→ **ИСХОДНЫЙ ТЕКСТ**
################
Когда ученый находит порядок в хаотическом многообразии явлений, каким представляется природа человеку, до начала научного познания ее, он радуется, ибо разум его нашел подобное себе. Разум человека нашел как бы самого себя в природе, только много более могущественным. Но христианин знает, что это действие божественной мудрости в твари дает познать разум Божий лишь в его применениик потребностям падшей природы. Как бы ни восхищались не только ученые, но даже богословы проявлением Божественного Разума в мире, здесь столько же причин для радости о милосердии Божьем, сколько и для скорби о том, что мы еще нуждаемся в таком руководстве Божественной Мудрости.
Есть иной разум, обусловливающий системность красоты. Есть Мудрость Божия, устрояющая мир через внешнюю необходимость, а через внутреннюю свободу, даруемую существам. Этот разум Царства Небесного есть безумие для земного ума. Мудрость благодати есть безумие пред лицом порядка природы. Небесная согласованность личных свобод открыла много законов, еще более ученых, чем те, которыми похваляются остальные науки, но аскеты не торжествуют от этих открытиях, не наделяют друг друга степенями доктора и магистра.
Наблюдение вселенной открывает нам две системности в ней: ту, которая есть, и ту, которая должна быть. Вселенная принадлежит к двум порядкам. Первый есть порядок закона, второй — порядок благодати и красоты. Оба они установлены Богом, но первый по снисхождению, а второй по замыслу божественной любви. Та закономерность душевных явлений, о которой учит аскетика, принадлежит к порядку закона. И это после того, как Сам Великий Законодатель вселенной, сам Христос победил этот порядок и всем велел не страшиться призраков вещественной необходимости и дерзать, ибо Он победил мир.
Внутренним побуждением, двигающим деятелей всех наук, является жажда познавательного овладения нашим миром. Овладение совершается через раскрытие в нем системности, порядка, постигаемого умом человека. Но совсем не таково внутреннее побуждение аскета. Он жаждет войти — и не умом только, а всем существом — в систему сущего, в которой царит благодать или красота. Внутренний побудитель аскета — любовь к Небесной красоте. Красота по-славянски — доброта; и есть нестерпимый диссонанс в том, что аскетика, эта любовь к красоте или, по-славянски, доброто-любие, вся находится в области закона, принужденная быть наукой о системе законов падшей человеческой природы.
Ни одна из человеческих наук не может и мечтать о тех достижениях, какие имеет аскетика. Ибо самая возвышенная из наук, метафизика, слаба и безвластна, отчего люди и склонны думать, что она имеет дело лишь с мечтами. Самая же могущественная из наук, техника, касается лишь противоположного полюса бытия, царствуя над металлами, жидкостями, газами и электричеством. Аскетика же есть как бы метафизическая техника. Ее предмет тот же, что предмет метафизики, а власть ее сильнее власти техники. Но в том-то и заключается ее трагический характер, что, стремясь к премирному бытию, она вынуждена исследовать технику мыслей и чувств и даже влияния пищи, как и вообще всего внешнего образа жизни на душу. Таково внутреннее противоречие этой единственной практически-трансцендентной науки. В этом причина уже указанного мною явления, что те, которые особенно усовершились в ней, не блестящими звеньями и отличиями украшаются, а и без того печальную черную одежду сменяют на одеяние схимника с крестами и черепами.
################
[Сохраненные записи]

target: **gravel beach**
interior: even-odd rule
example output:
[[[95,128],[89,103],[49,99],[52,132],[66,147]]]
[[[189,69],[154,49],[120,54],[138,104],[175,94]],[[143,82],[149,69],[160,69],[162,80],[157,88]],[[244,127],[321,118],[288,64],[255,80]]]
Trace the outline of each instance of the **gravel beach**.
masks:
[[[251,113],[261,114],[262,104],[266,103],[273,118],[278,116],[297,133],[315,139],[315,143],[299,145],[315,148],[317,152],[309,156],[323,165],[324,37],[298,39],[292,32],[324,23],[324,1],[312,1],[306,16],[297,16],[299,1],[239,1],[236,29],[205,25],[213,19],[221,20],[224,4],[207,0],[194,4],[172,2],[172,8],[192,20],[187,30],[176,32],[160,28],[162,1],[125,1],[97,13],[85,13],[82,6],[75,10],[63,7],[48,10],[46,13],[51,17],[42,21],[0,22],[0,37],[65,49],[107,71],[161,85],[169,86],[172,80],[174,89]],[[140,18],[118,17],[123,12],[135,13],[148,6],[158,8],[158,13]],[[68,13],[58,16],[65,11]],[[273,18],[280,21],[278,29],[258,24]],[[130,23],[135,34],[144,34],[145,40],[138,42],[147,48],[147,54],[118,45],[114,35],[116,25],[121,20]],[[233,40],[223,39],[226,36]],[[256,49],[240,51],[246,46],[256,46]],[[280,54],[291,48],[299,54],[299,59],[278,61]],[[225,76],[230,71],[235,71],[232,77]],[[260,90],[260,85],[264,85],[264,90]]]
################
→ **ЗАДАНИЕ**
Передайте суть текста об аскетике в двух предложениях. Для работы с текстом записи не нужны.

→ **ПОЛЕ ОТВЕТА**
Вселенная принадлежит к двум порядкам, закону и благодати с красотой, и если деятелей наук движет жажда познавательного овладения миром, то аскета побуждает любовь к Небесной красоте. Аскетика как бы метафизическая техника: ее предмет тот же, что у метафизики, а власть сильнее власти техники, но, стремясь к премирному бытию, она вынуждена исследовать технику мыслей и чувств, в чем и заключается ее внутреннее противоречие.